### [Your assignment]
Word for word, restate every line of the listing that follows.

### [Data in this exercise]
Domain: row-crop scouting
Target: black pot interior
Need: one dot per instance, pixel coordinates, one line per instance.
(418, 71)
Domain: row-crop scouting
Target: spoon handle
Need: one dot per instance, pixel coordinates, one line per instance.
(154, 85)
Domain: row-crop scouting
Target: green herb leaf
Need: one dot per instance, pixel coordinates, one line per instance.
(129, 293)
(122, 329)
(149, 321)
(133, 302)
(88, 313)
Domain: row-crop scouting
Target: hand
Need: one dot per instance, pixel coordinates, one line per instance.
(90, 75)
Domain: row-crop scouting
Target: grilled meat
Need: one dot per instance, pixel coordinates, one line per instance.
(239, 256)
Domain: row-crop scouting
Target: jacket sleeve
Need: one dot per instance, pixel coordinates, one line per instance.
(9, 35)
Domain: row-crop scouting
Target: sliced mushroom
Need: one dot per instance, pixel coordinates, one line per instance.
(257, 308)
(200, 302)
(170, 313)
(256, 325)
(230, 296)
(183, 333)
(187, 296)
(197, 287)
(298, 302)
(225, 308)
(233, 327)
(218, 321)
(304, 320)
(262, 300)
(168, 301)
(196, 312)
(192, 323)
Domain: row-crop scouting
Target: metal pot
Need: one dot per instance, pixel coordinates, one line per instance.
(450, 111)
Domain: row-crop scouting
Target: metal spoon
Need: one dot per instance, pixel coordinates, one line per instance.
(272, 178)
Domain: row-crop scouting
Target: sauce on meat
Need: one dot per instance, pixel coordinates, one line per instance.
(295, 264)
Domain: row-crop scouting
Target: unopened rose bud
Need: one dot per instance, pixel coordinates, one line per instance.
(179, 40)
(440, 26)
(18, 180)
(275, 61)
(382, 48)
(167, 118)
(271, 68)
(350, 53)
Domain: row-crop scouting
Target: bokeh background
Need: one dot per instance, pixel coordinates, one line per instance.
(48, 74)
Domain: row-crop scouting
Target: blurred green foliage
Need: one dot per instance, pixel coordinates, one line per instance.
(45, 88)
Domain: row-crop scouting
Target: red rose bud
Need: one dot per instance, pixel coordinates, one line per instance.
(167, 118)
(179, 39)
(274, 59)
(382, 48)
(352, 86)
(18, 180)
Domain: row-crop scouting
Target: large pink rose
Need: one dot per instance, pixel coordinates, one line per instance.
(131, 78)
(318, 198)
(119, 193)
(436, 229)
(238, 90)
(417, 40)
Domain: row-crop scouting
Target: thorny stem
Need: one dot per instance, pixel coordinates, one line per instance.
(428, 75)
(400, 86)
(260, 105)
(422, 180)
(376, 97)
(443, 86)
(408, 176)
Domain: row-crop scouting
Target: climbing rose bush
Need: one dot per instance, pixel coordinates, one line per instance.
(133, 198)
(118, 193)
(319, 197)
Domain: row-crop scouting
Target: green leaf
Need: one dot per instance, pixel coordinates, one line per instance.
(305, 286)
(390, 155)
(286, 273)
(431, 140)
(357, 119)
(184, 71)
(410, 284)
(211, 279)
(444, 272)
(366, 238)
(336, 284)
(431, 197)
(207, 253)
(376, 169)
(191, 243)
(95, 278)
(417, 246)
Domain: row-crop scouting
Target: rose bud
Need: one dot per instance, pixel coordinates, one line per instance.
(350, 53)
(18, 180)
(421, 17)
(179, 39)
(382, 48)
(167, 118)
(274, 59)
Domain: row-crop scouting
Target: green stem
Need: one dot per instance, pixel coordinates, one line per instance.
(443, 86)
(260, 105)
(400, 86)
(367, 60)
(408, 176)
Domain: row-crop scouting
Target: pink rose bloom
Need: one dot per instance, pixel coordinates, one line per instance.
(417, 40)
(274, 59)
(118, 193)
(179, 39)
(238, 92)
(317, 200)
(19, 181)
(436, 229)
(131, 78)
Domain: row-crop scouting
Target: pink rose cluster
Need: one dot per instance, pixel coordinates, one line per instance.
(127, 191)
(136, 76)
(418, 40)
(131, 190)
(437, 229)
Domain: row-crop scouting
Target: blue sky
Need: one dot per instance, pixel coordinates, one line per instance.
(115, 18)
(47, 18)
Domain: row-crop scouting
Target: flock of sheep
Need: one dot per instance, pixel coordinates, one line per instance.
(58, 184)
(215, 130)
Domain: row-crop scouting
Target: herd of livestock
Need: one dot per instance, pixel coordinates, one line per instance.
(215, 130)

### [Solution]
Domain: row-crop scouting
Target: black pot interior
Need: one dot per instance, pixel coordinates, one line per instance.
(418, 71)
Domain: row-crop scouting
Target: spoon handle
Need: one dot per instance, pixel coordinates, one line per instance.
(154, 85)
Domain: row-crop scouting
Target: green herb leaf
Need: one dot per instance, pixel coordinates, one line per instance.
(129, 293)
(122, 329)
(149, 321)
(133, 302)
(88, 313)
Domain: row-crop scouting
Target: hand
Need: one dot per instance, pixel coordinates, one line per instance.
(90, 75)
Domain: row-crop scouting
Target: grilled meat
Need: one dot per instance, pixel coordinates, one line per instance.
(239, 256)
Domain: row-crop scouting
Target: jacket sleeve
Need: one dot per instance, pixel coordinates, one line per instance.
(9, 35)
Domain: row-crop scouting
Target: sliced mushroom
Need: one dot per instance, pixel coordinates, one line per instance.
(257, 308)
(200, 302)
(170, 313)
(256, 325)
(230, 296)
(183, 333)
(187, 296)
(197, 287)
(298, 302)
(225, 308)
(233, 327)
(218, 321)
(304, 320)
(262, 300)
(168, 301)
(196, 312)
(192, 323)
Domain: row-crop scouting
Target: metal pot
Need: one dot per instance, pixel coordinates, one line per instance.
(450, 111)
Domain: row-crop scouting
Target: metal spoon
Need: one dot per instance, pixel coordinates, one line per instance.
(272, 178)
Domain: row-crop scouting
Target: sauce on meat
Need: one dot per instance, pixel coordinates, one line per instance.
(295, 264)
Domain: row-crop scouting
Target: unopened rose bud
Need: one dot per instance, pixel coordinates, one line per instance.
(179, 40)
(440, 26)
(18, 180)
(275, 61)
(382, 48)
(167, 118)
(271, 68)
(350, 53)
Domain: row-crop scouting
Target: bokeh background
Need: one dot per instance, pixel coordinates, one line per instance.
(48, 74)
Domain: row-crop scouting
Target: blurred green foliage
Need: one dot per instance, pixel coordinates, one line per instance.
(45, 88)
Domain: row-crop scouting
Target: red rose bud
Need: one dot per instance, pixel coordinates, one line per instance.
(167, 118)
(179, 39)
(274, 59)
(382, 48)
(352, 86)
(18, 180)
Domain: row-crop scouting
Target: large pink rose
Need: one dot per instance, pixel coordinates, one line per instance.
(131, 78)
(318, 198)
(119, 193)
(436, 229)
(238, 90)
(417, 40)
Domain: row-crop scouting
Target: thorny stem
Need: one dot per instance, pixel coordinates, one line per instance.
(428, 75)
(400, 86)
(260, 105)
(422, 180)
(376, 97)
(443, 86)
(408, 176)
Domain: row-crop scouting
Target: climbing rose bush
Need: one dot per instance, pixel coordinates, one line per instance.
(133, 198)
(118, 193)
(319, 197)
Domain: row-crop scouting
Target: green leaf
Need: one dot per instance, pixel coordinates, one line per instance.
(305, 286)
(390, 155)
(286, 273)
(431, 140)
(357, 119)
(184, 71)
(410, 284)
(211, 279)
(444, 272)
(366, 238)
(336, 284)
(431, 197)
(207, 253)
(376, 169)
(191, 243)
(95, 278)
(417, 246)
Domain: row-crop scouting
Target: rose bud
Need: one dot per instance, pixel coordinates, one line per instance.
(350, 53)
(18, 180)
(421, 17)
(179, 39)
(382, 48)
(167, 118)
(274, 59)
Domain: row-crop scouting
Target: green stem
Need: one dot per instance, pixel coordinates, one line per instance.
(443, 86)
(260, 105)
(400, 86)
(367, 60)
(408, 176)
Domain: row-crop scouting
Target: pink rose bloom
Need: one dot per instance, pixel coordinates, one line per instance.
(417, 40)
(274, 59)
(118, 193)
(179, 39)
(238, 92)
(317, 200)
(19, 181)
(436, 229)
(131, 78)
Domain: row-crop scouting
Target: pink rose cluster
Need: one dot per instance, pixel coordinates, one line per instance.
(127, 191)
(136, 76)
(418, 40)
(131, 190)
(437, 229)
Domain: row-crop scouting
Target: blue sky
Need: one dot per instance, pixel coordinates, one line per instance.
(115, 18)
(47, 18)
Domain: row-crop scouting
Target: flock of sheep
Need: one dot per instance, pixel coordinates, one line per instance.
(58, 184)
(215, 130)
Domain: row-crop scouting
Target: herd of livestock
Need: one dot per instance, pixel coordinates, one line per instance.
(215, 130)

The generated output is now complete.